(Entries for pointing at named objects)
________

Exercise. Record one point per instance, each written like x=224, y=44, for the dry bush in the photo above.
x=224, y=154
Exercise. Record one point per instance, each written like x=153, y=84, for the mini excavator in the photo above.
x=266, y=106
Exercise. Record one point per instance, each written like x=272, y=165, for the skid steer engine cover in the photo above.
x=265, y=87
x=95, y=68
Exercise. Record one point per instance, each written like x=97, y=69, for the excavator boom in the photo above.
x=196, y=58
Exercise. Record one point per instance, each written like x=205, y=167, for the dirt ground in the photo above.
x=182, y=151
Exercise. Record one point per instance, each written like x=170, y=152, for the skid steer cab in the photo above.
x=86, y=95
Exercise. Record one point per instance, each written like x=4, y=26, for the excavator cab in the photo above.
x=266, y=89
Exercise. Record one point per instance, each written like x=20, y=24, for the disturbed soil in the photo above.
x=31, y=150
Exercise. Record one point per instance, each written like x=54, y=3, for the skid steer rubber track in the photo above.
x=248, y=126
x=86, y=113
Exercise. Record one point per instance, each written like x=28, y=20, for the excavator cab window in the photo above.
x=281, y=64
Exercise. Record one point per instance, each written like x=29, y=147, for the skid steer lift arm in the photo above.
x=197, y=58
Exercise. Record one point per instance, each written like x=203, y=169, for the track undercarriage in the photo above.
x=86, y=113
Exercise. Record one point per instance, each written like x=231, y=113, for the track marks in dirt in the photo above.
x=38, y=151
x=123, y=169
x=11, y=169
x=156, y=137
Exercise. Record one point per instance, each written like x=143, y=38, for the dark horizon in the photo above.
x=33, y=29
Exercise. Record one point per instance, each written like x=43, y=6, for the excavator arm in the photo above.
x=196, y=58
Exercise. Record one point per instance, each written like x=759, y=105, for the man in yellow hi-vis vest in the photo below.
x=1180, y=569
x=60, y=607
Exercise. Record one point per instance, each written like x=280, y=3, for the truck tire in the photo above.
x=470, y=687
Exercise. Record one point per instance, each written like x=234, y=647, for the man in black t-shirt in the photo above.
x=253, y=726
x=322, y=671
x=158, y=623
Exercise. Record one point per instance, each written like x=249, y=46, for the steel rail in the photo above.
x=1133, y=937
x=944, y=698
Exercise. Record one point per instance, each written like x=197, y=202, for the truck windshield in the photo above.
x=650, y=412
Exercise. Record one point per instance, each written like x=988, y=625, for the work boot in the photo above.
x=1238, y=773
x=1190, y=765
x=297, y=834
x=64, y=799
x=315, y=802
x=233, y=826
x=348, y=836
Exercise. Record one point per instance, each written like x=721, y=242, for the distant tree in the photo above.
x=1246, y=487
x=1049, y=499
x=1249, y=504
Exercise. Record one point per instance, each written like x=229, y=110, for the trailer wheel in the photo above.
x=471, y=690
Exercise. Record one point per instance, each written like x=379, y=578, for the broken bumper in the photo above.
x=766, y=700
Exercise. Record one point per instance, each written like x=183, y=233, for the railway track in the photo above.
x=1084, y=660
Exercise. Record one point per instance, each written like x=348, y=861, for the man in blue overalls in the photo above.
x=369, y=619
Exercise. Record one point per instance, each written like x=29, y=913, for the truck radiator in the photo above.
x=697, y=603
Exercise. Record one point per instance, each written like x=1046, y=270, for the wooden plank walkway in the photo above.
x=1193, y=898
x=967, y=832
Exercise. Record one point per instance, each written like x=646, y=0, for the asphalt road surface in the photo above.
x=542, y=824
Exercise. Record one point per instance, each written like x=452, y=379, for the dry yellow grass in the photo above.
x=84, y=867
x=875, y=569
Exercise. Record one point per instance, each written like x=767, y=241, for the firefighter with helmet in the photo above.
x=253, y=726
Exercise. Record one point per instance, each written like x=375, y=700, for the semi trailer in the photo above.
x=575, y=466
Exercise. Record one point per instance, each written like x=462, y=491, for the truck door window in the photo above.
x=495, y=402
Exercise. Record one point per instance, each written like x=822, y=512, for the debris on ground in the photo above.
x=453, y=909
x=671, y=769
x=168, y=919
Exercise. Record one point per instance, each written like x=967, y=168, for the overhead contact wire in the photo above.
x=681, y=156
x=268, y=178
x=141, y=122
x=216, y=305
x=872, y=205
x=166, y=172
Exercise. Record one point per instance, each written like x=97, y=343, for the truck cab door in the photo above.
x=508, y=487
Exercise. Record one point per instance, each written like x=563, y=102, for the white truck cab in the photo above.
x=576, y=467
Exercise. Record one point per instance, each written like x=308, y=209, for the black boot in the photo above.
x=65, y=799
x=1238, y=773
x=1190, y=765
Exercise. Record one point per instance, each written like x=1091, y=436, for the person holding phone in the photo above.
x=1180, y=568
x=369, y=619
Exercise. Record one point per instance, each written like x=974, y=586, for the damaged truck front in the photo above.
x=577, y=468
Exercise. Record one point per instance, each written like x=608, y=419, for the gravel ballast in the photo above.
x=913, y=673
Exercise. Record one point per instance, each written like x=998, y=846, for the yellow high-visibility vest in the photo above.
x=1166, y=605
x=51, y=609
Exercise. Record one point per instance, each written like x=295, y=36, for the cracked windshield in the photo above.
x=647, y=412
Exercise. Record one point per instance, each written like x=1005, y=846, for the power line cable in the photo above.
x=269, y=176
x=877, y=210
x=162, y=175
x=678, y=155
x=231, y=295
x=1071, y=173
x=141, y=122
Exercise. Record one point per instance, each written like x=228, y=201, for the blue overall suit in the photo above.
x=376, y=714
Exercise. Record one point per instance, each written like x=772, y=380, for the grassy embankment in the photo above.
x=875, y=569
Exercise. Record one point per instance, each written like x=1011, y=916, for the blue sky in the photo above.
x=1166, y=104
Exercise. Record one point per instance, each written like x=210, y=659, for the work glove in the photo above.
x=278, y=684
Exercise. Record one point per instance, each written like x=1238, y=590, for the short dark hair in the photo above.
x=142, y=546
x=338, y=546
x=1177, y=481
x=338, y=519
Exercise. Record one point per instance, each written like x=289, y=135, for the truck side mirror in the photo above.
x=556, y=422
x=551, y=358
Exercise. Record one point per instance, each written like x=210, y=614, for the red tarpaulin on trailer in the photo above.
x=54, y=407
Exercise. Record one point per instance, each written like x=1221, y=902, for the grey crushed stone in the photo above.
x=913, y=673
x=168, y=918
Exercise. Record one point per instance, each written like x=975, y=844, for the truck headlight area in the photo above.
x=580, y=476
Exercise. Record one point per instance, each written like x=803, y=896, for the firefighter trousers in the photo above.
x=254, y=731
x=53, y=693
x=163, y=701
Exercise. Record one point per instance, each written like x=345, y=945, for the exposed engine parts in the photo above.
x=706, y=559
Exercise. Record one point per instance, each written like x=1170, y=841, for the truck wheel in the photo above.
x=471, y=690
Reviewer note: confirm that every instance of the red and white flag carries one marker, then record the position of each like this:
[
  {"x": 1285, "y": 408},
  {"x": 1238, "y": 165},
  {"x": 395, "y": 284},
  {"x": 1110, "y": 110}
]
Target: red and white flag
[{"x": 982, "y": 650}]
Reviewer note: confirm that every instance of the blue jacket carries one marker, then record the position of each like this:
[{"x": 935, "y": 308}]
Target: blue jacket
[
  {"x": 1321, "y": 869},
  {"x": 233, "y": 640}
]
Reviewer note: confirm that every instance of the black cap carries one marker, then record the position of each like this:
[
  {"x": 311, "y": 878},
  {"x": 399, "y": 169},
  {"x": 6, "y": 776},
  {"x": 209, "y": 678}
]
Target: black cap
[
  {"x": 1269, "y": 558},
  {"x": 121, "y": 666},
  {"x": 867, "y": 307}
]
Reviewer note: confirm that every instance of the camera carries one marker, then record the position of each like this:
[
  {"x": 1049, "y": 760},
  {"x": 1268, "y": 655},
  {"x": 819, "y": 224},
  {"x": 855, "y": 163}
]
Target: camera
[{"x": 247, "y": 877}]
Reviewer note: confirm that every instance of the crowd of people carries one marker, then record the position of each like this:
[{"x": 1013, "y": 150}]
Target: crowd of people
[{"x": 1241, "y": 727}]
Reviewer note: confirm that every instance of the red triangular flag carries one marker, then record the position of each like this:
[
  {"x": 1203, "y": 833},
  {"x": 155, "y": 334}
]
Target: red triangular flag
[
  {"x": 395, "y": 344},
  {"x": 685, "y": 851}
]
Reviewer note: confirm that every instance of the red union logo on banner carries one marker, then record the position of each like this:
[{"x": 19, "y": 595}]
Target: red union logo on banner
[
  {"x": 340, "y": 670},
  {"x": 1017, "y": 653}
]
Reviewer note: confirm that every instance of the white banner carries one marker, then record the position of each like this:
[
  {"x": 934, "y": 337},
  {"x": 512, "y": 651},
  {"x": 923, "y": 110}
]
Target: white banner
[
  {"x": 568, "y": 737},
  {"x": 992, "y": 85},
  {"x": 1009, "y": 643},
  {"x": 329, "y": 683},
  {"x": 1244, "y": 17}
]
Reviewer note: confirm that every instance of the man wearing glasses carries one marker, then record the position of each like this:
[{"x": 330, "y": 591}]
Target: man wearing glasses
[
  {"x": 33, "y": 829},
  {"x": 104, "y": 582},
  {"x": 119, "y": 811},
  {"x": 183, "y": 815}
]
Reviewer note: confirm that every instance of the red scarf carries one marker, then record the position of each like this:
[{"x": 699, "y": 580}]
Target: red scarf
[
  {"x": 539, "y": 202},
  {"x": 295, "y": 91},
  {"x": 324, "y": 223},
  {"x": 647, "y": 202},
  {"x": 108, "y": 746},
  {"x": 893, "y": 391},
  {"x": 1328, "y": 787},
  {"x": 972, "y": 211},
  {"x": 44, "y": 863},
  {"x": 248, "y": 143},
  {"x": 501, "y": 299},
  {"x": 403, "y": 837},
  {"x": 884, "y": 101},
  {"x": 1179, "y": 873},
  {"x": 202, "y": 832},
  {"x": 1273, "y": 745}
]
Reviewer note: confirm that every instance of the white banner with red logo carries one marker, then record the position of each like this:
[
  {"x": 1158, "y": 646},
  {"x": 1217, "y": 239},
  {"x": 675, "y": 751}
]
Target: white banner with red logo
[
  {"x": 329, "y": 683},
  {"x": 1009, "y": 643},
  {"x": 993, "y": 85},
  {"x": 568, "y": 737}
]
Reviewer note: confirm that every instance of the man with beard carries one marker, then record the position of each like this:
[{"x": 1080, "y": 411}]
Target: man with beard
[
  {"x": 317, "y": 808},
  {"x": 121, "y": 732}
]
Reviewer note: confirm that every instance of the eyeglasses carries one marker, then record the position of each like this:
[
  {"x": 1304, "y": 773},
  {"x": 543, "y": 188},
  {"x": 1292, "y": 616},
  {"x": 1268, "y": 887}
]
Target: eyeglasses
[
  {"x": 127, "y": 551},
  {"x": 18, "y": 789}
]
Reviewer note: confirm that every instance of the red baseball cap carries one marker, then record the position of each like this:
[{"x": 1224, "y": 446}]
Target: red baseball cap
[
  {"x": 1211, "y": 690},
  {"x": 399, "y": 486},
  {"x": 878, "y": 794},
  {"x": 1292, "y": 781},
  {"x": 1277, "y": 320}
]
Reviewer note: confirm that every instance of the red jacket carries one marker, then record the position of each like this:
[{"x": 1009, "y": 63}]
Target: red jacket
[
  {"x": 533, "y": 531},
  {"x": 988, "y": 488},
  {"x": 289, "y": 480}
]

________

Copy out the rows above verbatim, starting at the first line of the rows and ending at the line that contains "x=31, y=150", with both of those lines included.

Exercise. Record one point per instance, each written like x=224, y=44, for the dry bush in the photo above.
x=224, y=154
Exercise. Record one point per instance, each written like x=153, y=84, for the mini excavator in the photo above.
x=266, y=106
Exercise. Record one point per instance, each written like x=272, y=165, for the skid steer engine cover in the photo above.
x=265, y=87
x=95, y=68
Exercise. Record one point per instance, each written like x=97, y=69, for the excavator boom in the photo above.
x=196, y=58
Exercise. Record one point per instance, each written like x=205, y=167, for the dirt ground in the photo above.
x=182, y=151
Exercise. Record one point per instance, each written like x=170, y=152, for the skid steer cab in the photo above.
x=86, y=95
Exercise. Record one point per instance, each written like x=4, y=26, for the excavator cab in the photo above.
x=266, y=89
Exercise. Record one point per instance, each written like x=20, y=24, for the disturbed soil in the photo above.
x=31, y=150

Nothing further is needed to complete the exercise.